## Begin Given records

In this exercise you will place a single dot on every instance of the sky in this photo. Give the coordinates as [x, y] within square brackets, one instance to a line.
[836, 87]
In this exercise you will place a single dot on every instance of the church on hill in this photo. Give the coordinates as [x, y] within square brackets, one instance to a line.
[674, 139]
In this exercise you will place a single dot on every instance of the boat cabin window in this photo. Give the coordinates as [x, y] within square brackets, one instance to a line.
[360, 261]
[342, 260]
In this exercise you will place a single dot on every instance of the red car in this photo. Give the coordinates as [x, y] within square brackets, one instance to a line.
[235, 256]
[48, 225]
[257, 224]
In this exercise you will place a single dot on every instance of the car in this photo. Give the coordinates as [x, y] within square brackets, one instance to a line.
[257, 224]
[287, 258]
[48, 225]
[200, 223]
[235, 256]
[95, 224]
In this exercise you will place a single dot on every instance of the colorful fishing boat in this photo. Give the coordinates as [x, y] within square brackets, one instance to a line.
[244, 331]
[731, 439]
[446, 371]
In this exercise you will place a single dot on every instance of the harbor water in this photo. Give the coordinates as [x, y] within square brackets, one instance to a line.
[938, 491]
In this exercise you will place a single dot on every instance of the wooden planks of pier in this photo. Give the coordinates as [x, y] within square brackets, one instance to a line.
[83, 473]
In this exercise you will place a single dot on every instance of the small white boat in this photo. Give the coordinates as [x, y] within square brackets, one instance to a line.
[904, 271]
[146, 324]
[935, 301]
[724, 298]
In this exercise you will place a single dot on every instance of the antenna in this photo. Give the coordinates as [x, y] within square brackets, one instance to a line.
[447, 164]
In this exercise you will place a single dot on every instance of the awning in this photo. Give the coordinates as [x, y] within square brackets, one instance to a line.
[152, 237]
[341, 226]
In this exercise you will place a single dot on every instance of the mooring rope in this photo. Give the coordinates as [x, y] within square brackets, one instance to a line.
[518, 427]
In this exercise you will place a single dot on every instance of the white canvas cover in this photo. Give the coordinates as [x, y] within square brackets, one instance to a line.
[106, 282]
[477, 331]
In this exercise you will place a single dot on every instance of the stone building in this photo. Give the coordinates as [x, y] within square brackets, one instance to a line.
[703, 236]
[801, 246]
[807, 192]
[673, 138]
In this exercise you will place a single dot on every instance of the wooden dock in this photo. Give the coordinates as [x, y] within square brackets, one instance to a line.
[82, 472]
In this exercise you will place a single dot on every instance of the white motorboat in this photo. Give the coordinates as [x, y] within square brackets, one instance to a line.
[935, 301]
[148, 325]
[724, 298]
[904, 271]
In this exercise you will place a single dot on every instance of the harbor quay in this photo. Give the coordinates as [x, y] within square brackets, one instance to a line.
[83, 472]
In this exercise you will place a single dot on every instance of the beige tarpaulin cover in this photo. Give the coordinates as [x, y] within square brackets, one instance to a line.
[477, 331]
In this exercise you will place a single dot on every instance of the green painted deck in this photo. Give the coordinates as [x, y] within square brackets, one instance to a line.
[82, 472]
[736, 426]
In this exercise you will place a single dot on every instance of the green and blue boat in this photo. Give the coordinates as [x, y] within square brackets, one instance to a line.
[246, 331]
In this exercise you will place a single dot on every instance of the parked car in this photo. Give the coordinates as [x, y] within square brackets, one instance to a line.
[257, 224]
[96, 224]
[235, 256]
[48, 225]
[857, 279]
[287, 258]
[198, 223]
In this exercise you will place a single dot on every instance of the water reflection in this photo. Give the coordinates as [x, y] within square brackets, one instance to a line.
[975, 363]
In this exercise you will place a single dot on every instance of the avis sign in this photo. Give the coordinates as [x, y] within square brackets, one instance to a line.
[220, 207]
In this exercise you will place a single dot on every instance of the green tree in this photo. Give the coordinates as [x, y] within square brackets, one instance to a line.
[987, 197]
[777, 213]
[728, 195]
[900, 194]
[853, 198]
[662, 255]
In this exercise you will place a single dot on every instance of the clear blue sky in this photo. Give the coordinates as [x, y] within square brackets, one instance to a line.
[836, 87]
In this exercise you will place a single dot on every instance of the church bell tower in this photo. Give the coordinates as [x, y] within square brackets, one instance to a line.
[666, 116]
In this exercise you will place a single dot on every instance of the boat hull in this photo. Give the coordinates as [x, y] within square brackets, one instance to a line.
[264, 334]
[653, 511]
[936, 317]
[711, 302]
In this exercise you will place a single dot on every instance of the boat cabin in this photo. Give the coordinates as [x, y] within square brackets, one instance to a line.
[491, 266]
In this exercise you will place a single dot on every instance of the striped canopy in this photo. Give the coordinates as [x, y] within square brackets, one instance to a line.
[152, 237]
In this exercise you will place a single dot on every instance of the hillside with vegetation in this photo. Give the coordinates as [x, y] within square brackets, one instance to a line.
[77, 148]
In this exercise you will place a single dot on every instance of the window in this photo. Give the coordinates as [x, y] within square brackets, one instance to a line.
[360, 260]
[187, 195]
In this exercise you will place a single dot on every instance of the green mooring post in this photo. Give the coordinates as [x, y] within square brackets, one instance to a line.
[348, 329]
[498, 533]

## End Given records

Swap "single dot" for "small mark" everywhere it appears in the material above, and write the material out again with nothing else changed.

## Result of this task
In this exercise you will place a small mark on every instance of the sky in this photo. Give the coordinates as [x, y] within square brackets, one instance to a line.
[836, 87]
In this exercise you will place a small mark on every instance of the church on hill in this photo. Give the coordinates as [x, y] within square brackets, one instance to a line.
[674, 139]
In this exercise you will place a small mark on every instance of the boat cabin window in this photo. Give the coordinates as [x, y] within square brackets, one instance to a line.
[360, 261]
[342, 260]
In this exercise you will place a small mark on every instance of the red car in this photo. Give the coordinates as [x, y] within square brackets, one instance to a line.
[235, 256]
[48, 225]
[257, 224]
In this exercise you will place a small mark on every instance of the car in this photo. Give the coordinates as [x, y] within square brackets, one instance to a line.
[257, 224]
[287, 258]
[48, 225]
[200, 223]
[235, 256]
[95, 224]
In this exercise you will place a small mark on every instance of the colorful fishing boat in this photo. Give the coordinates as [x, y] within square brackets, one instance to a line.
[244, 331]
[731, 439]
[446, 371]
In this exercise you will place a small mark on every instance of the harbor water in this photo. Give the coordinates as [x, y] within square brackets, one instance to a line.
[938, 491]
In this exercise you will place a small mark on every instance of the wooden planks of pier in this photo. Give the coordinates as [x, y] within square brackets, one instance to a line.
[83, 473]
In this exercise you will place a small mark on every instance of the small white boat in this photo. Give the coordinates as [x, y] within square brackets, one instance to a line.
[904, 271]
[146, 324]
[935, 301]
[724, 298]
In this exercise you will place a small mark on every instance of the antenna in this photo. Give the coordinates as [x, y] within square brackets, one instance to a line.
[447, 164]
In this exercise you will place a small mark on every instance of the awning in this photo. Give the coordinates as [x, y] within square brackets, one instance to a line.
[152, 237]
[341, 226]
In this exercise you will place a small mark on every instance of the mooring rope in this photo. Give the coordinates as [x, y] within square brackets, one instance to a line.
[518, 427]
In this exercise you will place a small mark on every instance of the white canvas cover in this photo. Give the coordinates as [x, y] within square brackets, one instance to a line.
[106, 282]
[477, 331]
In this exercise you will place a small mark on every instance of the stone building in this photo. Give the coordinates as [x, y] within square brackets, one instance to a line.
[703, 236]
[801, 246]
[807, 192]
[673, 138]
In this exercise you will place a small mark on every instance of the wooden dock in this photo. Give the coordinates as [x, y] within square brackets, one instance to a line.
[82, 472]
In this exercise you will place a small mark on every instance of the white motorboat in this photo. Give the coordinates as [x, y] within square brackets, one instance to a line.
[935, 301]
[148, 325]
[724, 298]
[904, 271]
In this exercise you will place a small mark on every instance of the harbor quay in this photo. Give the coordinates as [x, y] within square brackets, one instance to a line.
[83, 472]
In this exercise you will place a small mark on every instance of the beige tarpaulin cover in this photo. Give the coordinates as [x, y] within square brackets, one instance to a line.
[477, 331]
In this exercise you will place a small mark on every instance of the green painted deck in this photo. Give the coordinates as [x, y] within square brackets, one instance to a line.
[82, 472]
[736, 426]
In this exercise you will place a small mark on every instance of the green and blue boat in this photo. Give the coordinates as [x, y] within square brackets, one instance to a line.
[246, 331]
In this exercise you will place a small mark on every instance of the parked car in this photo. Give the coordinates as [x, y] within square brackets, one instance to a line.
[257, 224]
[96, 224]
[235, 256]
[48, 225]
[857, 279]
[287, 258]
[198, 223]
In this exercise you will place a small mark on every instance of the water reflection in this photo. Give the coordinates as [x, y] within square brackets, one instance to a line.
[975, 363]
In this exercise you will place a small mark on every instance of the avis sign in this photo. Give the coordinates as [x, y] within square brackets, one instance to a line.
[220, 207]
In this exercise you will place a small mark on every instance of the green tree in this photo. Give the coordinates as [x, y] within square brackets, one instance to a line.
[987, 197]
[777, 213]
[728, 195]
[900, 194]
[853, 198]
[662, 255]
In this exercise you will place a small mark on every instance of the clear blue sky in this photo. Give the coordinates as [x, y] within square brackets, one instance to a line.
[836, 87]
In this exercise you will place a small mark on every instance of the church bell tower in this photo. Give the coordinates as [x, y] within square brackets, one instance to a line.
[666, 116]
In this exercise you will place a small mark on every instance of the boat hull in this photo. Give the coordinates as [x, y] within square brackets, one instance to a line.
[264, 334]
[653, 511]
[936, 317]
[711, 302]
In this exercise you will place a small mark on every instance of the boat cabin in this photo. Give the coordinates as [x, y] within square brackets, one instance to a line.
[491, 266]
In this exercise you will place a small mark on every instance of the striped canopy in this photo. Give the coordinates as [x, y] within square brackets, one instance to a line.
[152, 237]
In this exercise you will place a small mark on every instance of the hillside with vegetation in this photo. Give the coordinates as [x, y] within square brackets, one instance to a line.
[77, 148]
In this exercise you will place a small mark on every instance of the window in this photo. Give the coordinates as [x, y] within square brackets, one instance to a line.
[360, 260]
[187, 195]
In this exercise you will place a small mark on every instance of the green mooring post in this photo. Give the coordinates as [x, y] within square brackets, one instance to a line.
[348, 329]
[498, 533]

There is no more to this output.